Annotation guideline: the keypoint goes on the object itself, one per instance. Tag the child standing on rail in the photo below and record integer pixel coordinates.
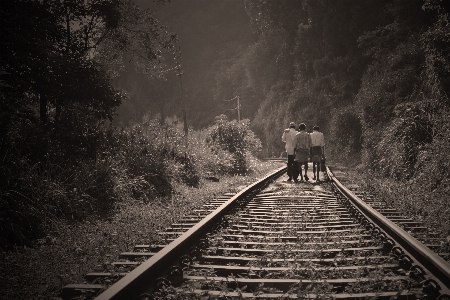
(302, 147)
(288, 139)
(317, 150)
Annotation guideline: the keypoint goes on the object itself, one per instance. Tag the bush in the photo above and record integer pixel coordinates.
(396, 149)
(232, 142)
(346, 133)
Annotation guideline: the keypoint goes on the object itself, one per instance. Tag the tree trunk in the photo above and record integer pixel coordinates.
(43, 108)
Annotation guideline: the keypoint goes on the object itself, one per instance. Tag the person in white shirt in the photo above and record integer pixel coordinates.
(288, 139)
(317, 150)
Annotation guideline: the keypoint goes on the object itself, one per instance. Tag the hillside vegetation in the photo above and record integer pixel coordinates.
(372, 74)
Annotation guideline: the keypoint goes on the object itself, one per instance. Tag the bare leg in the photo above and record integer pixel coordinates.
(306, 171)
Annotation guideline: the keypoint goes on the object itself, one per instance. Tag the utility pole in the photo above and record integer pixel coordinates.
(179, 72)
(239, 111)
(238, 107)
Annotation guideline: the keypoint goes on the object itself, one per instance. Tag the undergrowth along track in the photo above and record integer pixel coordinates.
(279, 240)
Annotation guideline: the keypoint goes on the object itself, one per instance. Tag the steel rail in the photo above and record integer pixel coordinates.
(435, 264)
(141, 279)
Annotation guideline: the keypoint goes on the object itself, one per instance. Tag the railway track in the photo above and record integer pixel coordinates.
(278, 240)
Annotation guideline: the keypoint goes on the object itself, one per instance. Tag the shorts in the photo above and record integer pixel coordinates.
(301, 155)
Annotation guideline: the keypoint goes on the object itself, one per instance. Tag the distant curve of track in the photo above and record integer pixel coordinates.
(278, 240)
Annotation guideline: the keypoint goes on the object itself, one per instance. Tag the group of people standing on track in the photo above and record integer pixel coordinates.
(301, 146)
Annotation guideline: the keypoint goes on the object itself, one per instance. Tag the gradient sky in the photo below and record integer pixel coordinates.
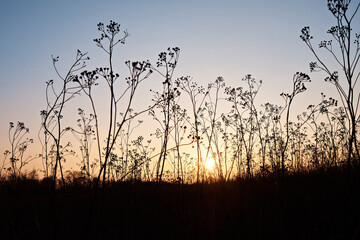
(228, 38)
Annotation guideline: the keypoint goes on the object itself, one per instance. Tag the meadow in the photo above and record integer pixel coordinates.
(217, 164)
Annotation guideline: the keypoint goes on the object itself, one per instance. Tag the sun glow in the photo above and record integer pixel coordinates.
(210, 164)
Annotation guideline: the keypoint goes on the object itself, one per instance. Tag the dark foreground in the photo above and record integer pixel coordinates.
(317, 205)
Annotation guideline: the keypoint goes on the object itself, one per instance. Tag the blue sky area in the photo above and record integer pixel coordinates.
(217, 38)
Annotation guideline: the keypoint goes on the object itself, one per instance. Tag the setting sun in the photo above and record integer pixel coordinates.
(209, 164)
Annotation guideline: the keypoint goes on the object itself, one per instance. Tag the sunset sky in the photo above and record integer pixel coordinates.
(228, 38)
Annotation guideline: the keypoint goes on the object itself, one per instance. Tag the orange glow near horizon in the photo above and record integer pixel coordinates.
(209, 164)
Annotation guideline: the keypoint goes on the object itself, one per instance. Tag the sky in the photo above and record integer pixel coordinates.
(225, 38)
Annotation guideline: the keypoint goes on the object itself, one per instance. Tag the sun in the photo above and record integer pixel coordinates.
(209, 164)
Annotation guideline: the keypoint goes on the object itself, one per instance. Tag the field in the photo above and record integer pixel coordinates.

▸ **Aufgabe**
Schreib die Daten als Markdown-Tabelle mit den Spalten „Nummer“ und „Zeile“ um, Leerzeilen fallen dabei weg. Fang bei der Zeile mit „Tag the sun in“ an und hör am Ende der Daten auf.

▸ **Lösung**
| Nummer | Zeile |
|---|---|
| 1 | Annotation guideline: the keypoint goes on the object itself, one per instance. Tag the sun in the photo above and record integer pixel coordinates. |
| 2 | (209, 164) |
| 3 | Annotation guideline: the keypoint goes on the object itself, one per instance. Tag the field in the photo above and record integer pixel coordinates. |